■ What is expected:
Copy word for word the part of the thermalization text below, starting with "3. Integrable quantum" and going on through "responsible for thermalization.".

■ Text to read:
----------

2. For initial states of physical interest, the coefficients ${\displaystyle c_{\alpha }}$ are effectively constant, and do not fluctuate at all. In this case, the diagonal ensemble is precisely the same as the microcanonical ensemble, and there is no mystery as to why their predictions are identical. However, this explanation is disfavored for much the same reasons as the first.
3. Integrable quantum systems are proved to thermalize under condition of simple regular time-dependence of parameters, suggesting that cosmological expansion of the Universe and integrability of the most fundamental equations of motion are ultimately responsible for thermalization.

Temporal fluctuations of expectation values

The condition that the ETH imposes on the diagonal elements of an observable is responsible for the equality of the predictions of the diagonal and microcanonical ensembles. However, the equality of these long-time averages does not guarantee that the fluctuations in time around this average will be small. That is, the equality of the long-time averages does not ensure that the expectation value of ${\displaystyle \hat{A}}$ will settle down to this long-time average value, and then stay there for most times.

----------

■ Given data:
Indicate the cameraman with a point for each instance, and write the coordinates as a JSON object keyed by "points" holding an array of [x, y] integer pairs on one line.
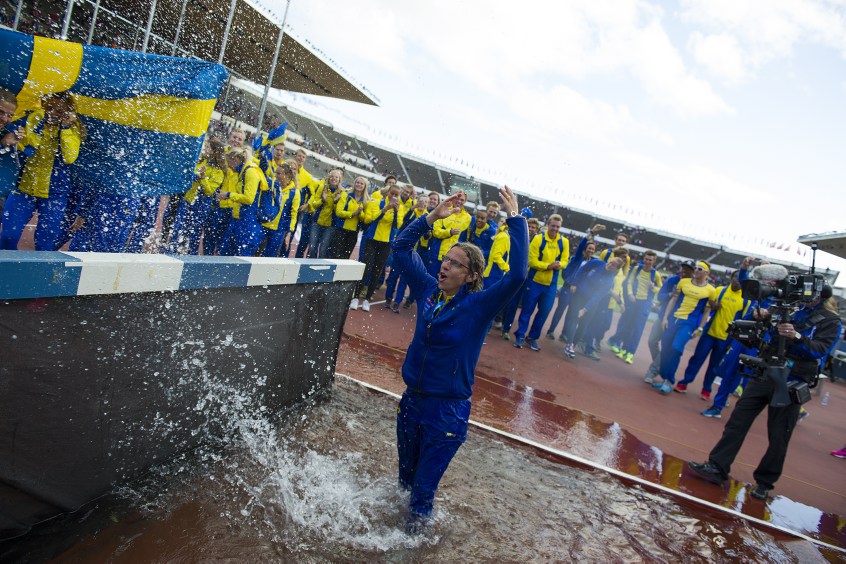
{"points": [[812, 333]]}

----------

■ Response to the exercise:
3. Integrable quantum systems are proved to thermalize under condition of simple regular time-dependence of parameters, suggesting that cosmological expansion of the Universe and integrability of the most fundamental equations of motion are ultimately responsible for thermalization.